### [Amaç]
Aşağıdaki malzemenin tamamını yeniden yazın ve geçtiği her yerde "photo" kelimesini "image" ile değiştirin, başka hiçbir şeye dokunmayın. Resimleri yanıtınıza koymayın.

### [Veri alıntısı]
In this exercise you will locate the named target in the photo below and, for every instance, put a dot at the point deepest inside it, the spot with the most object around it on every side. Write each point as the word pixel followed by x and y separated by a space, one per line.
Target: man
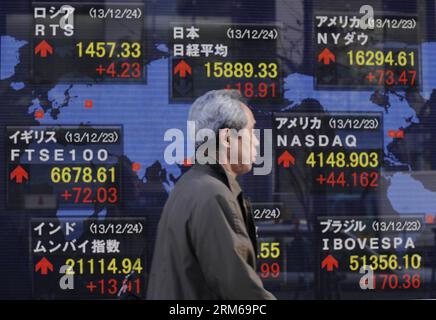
pixel 206 241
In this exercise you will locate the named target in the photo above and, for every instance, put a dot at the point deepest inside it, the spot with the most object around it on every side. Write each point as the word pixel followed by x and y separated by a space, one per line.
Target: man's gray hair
pixel 218 109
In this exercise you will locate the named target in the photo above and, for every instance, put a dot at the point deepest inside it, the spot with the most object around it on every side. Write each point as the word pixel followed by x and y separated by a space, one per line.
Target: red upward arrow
pixel 326 56
pixel 182 68
pixel 329 262
pixel 44 265
pixel 286 158
pixel 18 174
pixel 43 48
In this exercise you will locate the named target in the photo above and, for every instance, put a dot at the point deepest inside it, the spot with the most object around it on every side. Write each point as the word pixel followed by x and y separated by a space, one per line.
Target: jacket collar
pixel 219 171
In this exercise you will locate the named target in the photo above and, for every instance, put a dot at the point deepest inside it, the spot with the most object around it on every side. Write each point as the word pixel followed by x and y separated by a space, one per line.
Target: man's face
pixel 247 143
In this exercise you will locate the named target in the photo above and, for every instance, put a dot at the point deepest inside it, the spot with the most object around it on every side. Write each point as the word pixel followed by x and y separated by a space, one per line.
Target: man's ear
pixel 224 136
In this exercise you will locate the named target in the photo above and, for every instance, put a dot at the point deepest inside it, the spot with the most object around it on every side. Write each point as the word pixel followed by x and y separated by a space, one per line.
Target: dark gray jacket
pixel 206 242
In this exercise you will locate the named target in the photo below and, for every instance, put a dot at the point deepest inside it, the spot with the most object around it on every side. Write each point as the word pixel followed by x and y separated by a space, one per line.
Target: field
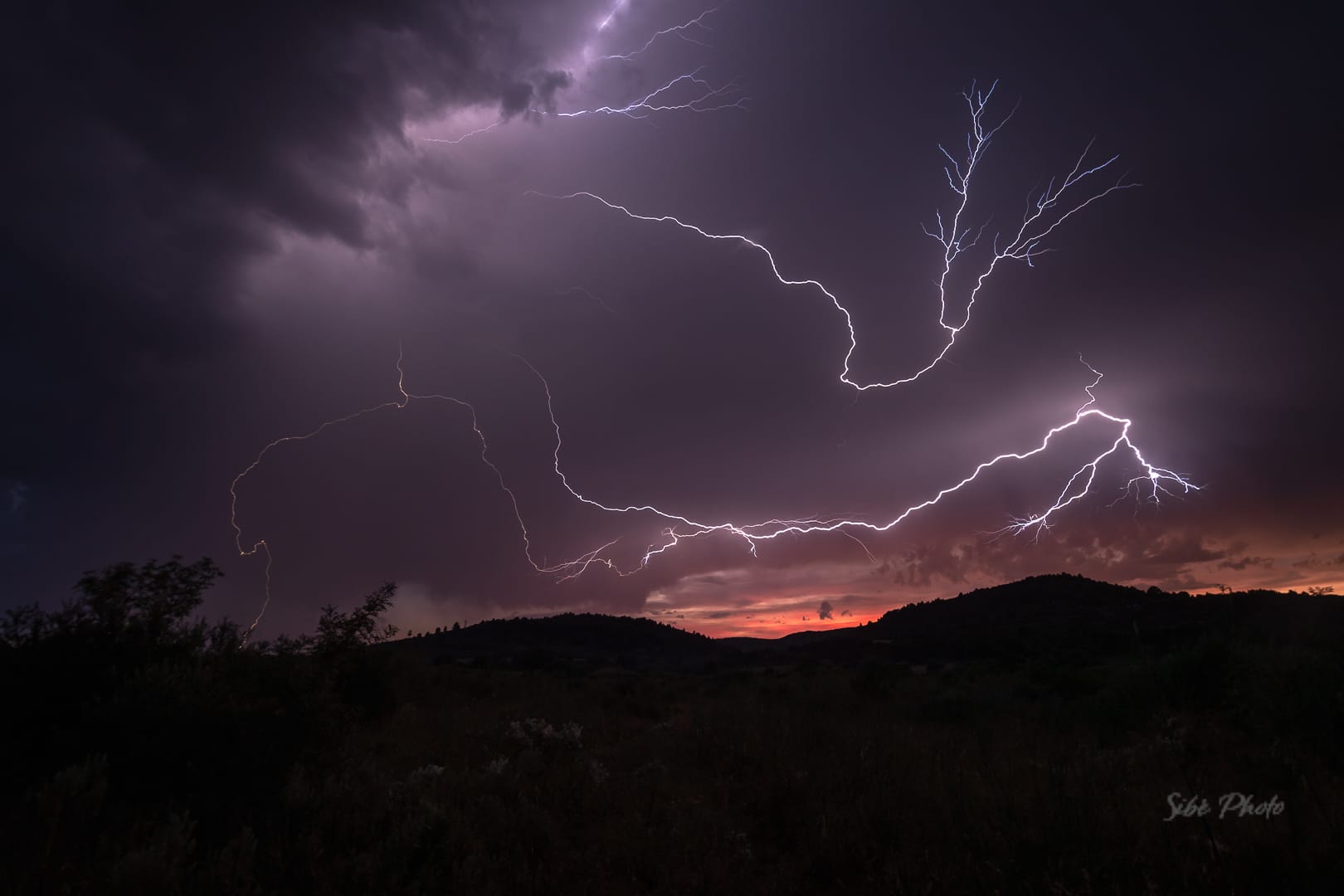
pixel 1038 752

### [Yazılı yanıt]
In this exercise you will locate the named target in the image below and, for every instance, put a dot at the point deepest inside it, the spot with the most object around it on every side. Write each point as the word pixel followed by x and y separated by a space, one per line.
Target: man
pixel 206 241
In this exercise you will locate the named target in the image above and, for every instance, put a dot at the point deepest inside it, the spot with the most object around it on every side. Write each point as the word pixel followed by x and y separated by a space, one per line.
Target: man's gray hair
pixel 218 109
In this exercise you will locate the named target in the image above and, for every instance, put a dot at the point deepest inside it, the spot with the most object around it on every side. Write each point as the word pixel followed by x and y separated by a space, one per line.
Target: red upward arrow
pixel 326 56
pixel 182 68
pixel 329 262
pixel 44 265
pixel 286 158
pixel 18 174
pixel 43 48
In this exercise you will locate the named target in the image above and, for every instance, put a dot at the point deepest inside it, the spot with the most object around it on every side. Write each point as the word pixel followed by x and y separated by a space, one per line.
Target: jacket collar
pixel 219 171
In this exercise you will locate the named target in the image above and, for every instance, put a dot at the point deepest inside it, the spot with the most object around it on every side. Write each point as the word pixel followed by x and y separated by a space, one per line.
Target: man's face
pixel 247 143
In this exercise you will locate the named target in the image above and, for every instance, put a dot at the point deepest inside it, the spot with the most object around it on every side. Write each point as the word pixel followed by x and y separated by a space, one per line.
Target: man's ear
pixel 224 136
In this exercise you will locate the named target in the image above and, for every instance, put a dot at the point deepest inside it, the spot with the most object around it on every side. Write each point as the word pixel followed by x and y separated by a space, one per line.
Target: dark gray jacket
pixel 206 242
In this exercise you will locate the named target in the image below and, for every instance, put a dot at the point deepest inside it, the spot with the most object around it on every side. Write each point as the word pixel followed by x and y separated by a space, one per line.
Target: field
pixel 1038 752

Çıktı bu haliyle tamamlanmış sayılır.